====== PROVIDED TEXT

Wednesday 25 February 2015

How LG is giving the children of West Pokot a new chance at life, one fridge at a time



In Kenya’s arid north, decades of neglect by successive governments have created a difficult living environment in which problems come in multiples.So if it is not the scorching conditions that make life unbearable and the land unproductive unless it is irrigated, there is the incessant insecurity in a heavily militarized environment in which some communities and their cross-border neighbors still regard cattle theft as a mandatory rite of passage for their youth. 


An LG Official receives a gift from a West Pokot resident.
Add to this the generally sparse infrastructure, which is characterized by poor roads and low coverage by grid electricity and you have a scenario where, in Shakespearean parlance, life is often “nasty, short and brutish.” And this grim prospect has not spared the most vulnerable and powerless part of the population: the children of West Pokot and their mothers.

It was some of these “wrongs” that LG sought to rectify when it made a donation of five solar-powered refrigerators to World Vision, a non-governmental organization (NGO) active in the area, last November. The fridges were meant for the use of some seven health facilities which were then having difficulties in keeping their stock of food and vaccines fresh and usable. The immediate target was to offer a cold chain to store vaccines to enable more children under the age of five to get immunization. Also targeted in this consumer driven partnership were pregnant and lactating mothers.

============
====== STORED DATA

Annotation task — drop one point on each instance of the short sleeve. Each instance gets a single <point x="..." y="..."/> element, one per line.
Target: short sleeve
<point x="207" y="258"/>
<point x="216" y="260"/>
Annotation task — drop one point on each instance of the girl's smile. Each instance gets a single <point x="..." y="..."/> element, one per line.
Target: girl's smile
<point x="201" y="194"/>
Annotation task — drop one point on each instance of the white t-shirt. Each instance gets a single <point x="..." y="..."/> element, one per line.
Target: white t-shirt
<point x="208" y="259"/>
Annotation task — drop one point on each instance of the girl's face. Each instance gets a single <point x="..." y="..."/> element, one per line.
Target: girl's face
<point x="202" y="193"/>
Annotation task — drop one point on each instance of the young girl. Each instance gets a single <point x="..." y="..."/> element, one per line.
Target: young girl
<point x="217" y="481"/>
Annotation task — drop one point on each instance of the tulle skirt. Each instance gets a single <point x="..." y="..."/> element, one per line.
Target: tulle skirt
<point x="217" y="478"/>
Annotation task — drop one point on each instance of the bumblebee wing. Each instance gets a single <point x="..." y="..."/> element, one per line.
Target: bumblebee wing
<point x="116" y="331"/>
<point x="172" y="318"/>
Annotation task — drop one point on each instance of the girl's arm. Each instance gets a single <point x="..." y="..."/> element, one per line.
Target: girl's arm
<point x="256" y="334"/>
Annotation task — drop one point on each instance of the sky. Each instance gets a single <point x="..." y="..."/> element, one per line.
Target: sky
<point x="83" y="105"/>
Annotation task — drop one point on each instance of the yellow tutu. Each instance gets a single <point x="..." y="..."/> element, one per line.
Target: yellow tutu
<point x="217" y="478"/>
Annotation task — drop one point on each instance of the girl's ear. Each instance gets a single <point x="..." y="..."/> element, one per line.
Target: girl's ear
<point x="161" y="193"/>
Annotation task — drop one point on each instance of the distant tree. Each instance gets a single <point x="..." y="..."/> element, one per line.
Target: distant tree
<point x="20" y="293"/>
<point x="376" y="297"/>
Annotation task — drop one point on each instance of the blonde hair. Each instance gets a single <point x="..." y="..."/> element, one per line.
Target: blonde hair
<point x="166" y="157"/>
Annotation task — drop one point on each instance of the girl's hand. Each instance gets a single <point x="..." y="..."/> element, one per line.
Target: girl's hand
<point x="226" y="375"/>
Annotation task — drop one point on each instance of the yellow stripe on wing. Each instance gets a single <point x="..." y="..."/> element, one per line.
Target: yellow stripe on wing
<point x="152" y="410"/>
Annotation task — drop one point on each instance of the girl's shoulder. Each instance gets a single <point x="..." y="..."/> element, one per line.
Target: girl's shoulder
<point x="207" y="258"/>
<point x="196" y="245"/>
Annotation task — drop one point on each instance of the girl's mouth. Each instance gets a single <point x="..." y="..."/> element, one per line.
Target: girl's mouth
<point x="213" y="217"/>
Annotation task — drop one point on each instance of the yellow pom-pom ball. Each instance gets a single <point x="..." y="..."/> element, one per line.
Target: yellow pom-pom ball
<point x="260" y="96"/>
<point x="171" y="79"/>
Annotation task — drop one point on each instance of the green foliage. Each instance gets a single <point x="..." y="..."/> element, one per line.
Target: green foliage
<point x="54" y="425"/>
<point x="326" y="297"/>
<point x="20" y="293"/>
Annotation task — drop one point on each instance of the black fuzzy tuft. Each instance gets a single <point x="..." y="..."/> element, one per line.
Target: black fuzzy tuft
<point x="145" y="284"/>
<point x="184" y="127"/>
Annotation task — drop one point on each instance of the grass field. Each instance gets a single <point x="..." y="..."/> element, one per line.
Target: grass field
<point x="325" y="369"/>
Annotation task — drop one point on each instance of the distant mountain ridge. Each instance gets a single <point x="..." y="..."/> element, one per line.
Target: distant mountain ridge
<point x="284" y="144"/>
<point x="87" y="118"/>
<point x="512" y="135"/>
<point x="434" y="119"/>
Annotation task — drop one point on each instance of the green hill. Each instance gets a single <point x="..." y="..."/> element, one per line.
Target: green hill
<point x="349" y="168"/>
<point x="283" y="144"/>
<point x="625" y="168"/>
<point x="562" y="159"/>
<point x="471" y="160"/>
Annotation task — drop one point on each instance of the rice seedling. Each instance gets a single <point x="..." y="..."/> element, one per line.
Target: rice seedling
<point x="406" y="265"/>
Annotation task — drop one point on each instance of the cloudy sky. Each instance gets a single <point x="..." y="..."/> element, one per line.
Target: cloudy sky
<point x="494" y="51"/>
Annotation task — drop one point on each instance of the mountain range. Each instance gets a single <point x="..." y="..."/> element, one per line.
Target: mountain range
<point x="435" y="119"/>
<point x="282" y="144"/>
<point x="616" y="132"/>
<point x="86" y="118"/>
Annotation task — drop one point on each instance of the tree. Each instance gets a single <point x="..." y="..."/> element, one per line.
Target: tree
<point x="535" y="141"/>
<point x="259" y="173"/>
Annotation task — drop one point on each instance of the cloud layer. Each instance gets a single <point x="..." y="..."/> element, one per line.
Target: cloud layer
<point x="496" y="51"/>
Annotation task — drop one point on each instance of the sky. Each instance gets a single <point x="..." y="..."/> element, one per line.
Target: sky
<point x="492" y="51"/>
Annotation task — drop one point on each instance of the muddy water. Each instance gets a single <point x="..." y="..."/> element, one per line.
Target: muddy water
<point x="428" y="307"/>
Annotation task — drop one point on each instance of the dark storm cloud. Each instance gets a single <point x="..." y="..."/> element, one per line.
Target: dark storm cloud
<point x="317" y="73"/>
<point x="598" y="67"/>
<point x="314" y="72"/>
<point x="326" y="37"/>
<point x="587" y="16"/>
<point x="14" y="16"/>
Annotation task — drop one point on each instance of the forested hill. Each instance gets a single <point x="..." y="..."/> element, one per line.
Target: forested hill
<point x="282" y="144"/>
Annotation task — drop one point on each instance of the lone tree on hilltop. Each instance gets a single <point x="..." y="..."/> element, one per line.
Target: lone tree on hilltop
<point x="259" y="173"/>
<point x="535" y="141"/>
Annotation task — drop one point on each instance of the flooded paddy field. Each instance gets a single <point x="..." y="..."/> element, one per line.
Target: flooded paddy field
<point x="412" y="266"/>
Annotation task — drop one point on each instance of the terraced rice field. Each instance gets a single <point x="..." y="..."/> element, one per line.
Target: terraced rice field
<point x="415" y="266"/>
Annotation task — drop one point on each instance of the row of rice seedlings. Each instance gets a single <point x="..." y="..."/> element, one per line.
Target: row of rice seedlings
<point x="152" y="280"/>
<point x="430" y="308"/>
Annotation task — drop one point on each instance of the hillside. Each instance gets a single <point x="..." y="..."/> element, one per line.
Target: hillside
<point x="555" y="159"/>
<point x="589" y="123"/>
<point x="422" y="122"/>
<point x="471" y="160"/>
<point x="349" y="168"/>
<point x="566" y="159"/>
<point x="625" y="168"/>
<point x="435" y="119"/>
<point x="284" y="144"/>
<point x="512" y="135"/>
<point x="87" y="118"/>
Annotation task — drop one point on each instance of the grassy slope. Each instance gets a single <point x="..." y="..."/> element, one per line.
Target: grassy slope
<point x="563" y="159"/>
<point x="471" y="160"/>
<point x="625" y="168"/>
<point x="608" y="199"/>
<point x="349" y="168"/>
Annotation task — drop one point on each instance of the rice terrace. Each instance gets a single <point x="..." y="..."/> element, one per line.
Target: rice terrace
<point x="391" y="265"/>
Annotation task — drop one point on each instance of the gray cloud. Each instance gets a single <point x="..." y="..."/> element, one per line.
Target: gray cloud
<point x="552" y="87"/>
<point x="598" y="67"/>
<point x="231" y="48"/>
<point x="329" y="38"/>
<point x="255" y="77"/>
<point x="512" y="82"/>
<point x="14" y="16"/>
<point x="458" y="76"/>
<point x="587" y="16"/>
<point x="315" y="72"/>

============
====== STORED DATA

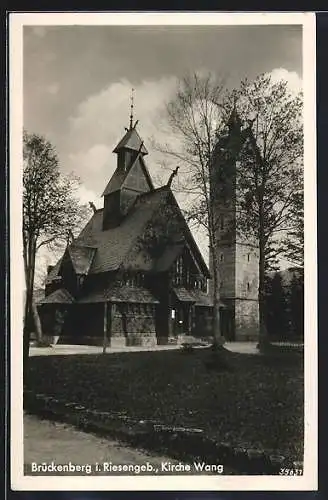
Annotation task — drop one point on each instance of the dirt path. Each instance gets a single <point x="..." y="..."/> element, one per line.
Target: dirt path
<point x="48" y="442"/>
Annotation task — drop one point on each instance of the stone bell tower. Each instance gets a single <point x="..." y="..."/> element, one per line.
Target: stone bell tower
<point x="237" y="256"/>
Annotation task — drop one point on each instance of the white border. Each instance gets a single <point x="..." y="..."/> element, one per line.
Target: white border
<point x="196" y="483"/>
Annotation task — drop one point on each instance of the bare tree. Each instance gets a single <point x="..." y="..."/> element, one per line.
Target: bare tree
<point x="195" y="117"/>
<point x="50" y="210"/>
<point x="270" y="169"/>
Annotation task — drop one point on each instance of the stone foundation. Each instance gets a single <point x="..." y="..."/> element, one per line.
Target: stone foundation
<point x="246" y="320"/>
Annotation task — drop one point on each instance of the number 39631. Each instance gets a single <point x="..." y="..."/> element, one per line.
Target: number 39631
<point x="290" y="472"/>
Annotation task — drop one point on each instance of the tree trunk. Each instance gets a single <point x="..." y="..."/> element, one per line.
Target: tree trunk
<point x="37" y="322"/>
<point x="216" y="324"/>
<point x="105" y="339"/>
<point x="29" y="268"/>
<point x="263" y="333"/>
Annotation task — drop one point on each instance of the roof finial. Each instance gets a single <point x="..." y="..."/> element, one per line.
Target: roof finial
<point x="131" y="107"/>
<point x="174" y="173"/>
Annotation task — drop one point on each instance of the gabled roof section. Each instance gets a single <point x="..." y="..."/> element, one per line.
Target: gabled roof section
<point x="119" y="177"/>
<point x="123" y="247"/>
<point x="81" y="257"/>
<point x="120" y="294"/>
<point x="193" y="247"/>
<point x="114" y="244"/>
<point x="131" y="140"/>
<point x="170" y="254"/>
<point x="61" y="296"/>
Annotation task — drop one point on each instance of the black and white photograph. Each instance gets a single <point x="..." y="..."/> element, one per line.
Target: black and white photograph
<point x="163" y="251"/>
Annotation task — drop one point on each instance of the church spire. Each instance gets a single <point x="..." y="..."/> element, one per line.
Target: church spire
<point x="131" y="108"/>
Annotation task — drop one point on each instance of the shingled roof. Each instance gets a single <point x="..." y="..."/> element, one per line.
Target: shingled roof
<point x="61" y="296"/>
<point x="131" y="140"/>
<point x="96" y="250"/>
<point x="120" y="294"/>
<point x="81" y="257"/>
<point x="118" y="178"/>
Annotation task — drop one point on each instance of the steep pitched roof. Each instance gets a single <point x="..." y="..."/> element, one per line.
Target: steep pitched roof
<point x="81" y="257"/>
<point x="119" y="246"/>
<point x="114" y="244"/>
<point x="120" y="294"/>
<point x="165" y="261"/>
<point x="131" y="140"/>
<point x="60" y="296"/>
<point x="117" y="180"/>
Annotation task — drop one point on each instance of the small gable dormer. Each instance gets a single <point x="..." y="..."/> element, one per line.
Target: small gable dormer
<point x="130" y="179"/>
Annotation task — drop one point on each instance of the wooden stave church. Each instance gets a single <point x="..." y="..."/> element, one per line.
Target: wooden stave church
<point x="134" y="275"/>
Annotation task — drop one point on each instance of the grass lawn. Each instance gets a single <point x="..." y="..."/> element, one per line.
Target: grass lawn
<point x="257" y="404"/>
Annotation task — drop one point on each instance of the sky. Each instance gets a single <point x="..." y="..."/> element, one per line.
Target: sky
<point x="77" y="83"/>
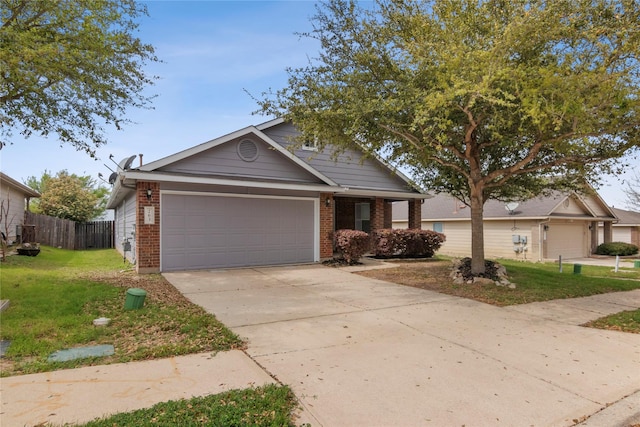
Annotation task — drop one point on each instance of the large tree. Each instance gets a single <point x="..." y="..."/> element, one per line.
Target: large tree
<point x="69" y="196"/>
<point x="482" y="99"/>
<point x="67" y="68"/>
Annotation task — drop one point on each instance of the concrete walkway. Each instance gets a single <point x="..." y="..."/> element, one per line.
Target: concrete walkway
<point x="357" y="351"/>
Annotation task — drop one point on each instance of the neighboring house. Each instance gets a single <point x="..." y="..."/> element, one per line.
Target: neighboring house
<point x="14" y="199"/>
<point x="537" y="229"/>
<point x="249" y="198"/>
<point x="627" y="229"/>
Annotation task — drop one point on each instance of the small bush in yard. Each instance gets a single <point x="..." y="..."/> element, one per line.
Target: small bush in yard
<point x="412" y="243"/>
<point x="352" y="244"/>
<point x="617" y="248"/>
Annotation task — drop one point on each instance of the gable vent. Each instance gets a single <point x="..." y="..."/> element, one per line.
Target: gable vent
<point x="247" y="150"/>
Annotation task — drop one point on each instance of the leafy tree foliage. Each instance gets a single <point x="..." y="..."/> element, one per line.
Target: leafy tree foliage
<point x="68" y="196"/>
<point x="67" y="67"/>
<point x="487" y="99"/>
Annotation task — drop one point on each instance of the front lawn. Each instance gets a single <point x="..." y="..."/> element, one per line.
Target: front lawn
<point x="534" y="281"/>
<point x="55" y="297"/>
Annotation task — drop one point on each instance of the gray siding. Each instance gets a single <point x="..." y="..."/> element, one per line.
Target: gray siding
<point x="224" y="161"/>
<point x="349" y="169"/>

============
====== STORED DATA

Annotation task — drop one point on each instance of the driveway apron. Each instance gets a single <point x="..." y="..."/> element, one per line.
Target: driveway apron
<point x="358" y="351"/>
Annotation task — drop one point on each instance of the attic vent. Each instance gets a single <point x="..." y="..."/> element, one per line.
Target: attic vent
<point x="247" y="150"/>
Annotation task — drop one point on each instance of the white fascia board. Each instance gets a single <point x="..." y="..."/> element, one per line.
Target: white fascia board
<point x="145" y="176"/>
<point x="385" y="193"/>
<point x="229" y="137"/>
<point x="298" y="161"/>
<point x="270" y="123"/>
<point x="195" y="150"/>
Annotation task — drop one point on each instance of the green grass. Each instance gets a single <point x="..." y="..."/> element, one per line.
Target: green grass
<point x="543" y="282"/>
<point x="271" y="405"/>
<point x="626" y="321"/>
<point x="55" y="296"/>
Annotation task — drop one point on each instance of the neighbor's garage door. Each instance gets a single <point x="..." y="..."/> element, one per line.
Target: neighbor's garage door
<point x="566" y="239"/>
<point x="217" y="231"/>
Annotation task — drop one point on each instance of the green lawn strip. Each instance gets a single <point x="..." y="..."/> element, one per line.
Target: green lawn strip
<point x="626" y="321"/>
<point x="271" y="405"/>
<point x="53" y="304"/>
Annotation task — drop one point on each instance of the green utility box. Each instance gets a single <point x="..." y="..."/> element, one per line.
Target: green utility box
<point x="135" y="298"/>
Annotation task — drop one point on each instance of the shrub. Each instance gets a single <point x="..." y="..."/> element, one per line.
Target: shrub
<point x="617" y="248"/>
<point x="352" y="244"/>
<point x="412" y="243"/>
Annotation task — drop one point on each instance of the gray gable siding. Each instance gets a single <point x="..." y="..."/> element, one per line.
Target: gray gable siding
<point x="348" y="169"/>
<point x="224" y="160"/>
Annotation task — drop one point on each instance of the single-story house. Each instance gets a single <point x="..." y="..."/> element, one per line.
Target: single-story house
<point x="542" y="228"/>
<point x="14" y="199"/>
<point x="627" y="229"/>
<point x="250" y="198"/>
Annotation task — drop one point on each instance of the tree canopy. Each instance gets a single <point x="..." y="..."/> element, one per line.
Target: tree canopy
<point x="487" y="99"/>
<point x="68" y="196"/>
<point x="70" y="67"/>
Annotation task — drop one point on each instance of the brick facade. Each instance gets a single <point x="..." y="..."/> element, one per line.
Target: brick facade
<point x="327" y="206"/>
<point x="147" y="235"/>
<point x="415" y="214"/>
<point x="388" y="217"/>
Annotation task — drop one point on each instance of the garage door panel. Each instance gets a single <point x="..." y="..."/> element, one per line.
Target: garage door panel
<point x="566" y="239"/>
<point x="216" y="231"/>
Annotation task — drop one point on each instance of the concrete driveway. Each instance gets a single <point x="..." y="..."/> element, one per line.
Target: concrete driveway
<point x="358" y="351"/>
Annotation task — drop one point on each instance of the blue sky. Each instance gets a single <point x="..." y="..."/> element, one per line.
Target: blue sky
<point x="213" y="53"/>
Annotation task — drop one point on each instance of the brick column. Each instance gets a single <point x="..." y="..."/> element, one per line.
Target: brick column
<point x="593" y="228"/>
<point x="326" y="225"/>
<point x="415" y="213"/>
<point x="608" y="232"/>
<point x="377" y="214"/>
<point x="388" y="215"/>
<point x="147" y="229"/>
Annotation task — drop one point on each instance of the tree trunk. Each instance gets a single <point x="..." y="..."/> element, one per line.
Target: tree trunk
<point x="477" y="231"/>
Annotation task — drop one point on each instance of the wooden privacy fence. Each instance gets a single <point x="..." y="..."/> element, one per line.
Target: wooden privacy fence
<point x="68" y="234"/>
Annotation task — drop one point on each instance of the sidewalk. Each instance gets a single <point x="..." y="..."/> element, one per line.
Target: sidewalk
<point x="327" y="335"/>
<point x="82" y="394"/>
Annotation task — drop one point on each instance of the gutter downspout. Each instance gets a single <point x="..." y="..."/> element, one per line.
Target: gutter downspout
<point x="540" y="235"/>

============

TASK REQUIREMENTS —
a) Reproduce the article on LG's refrigerators for West Pokot word for word, from "How LG is giving" down to "for their youth.".
b) Translate this sentence from the West Pokot article into Spanish: "The fridges were meant for the use of some seven health facilities which were then having difficulties in keeping their stock of food and vaccines fresh and usable."

SOLUTIONS IN ORDER —
a)
How LG is giving the children of West Pokot a new chance at life, one fridge at a time



In Kenya’s arid north, decades of neglect by successive governments have created a difficult living environment in which problems come in multiples.So if it is not the scorching conditions that make life unbearable and the land unproductive unless it is irrigated, there is the incessant insecurity in a heavily militarized environment in which some communities and their cross-border neighbors still regard cattle theft as a mandatory rite of passage for their youth.

b) Los refrigeradores estaban destinados al uso de unos siete centros de salud que entonces tenían dificultades para mantener sus existencias de alimentos y vacunas frescas y en condiciones de uso.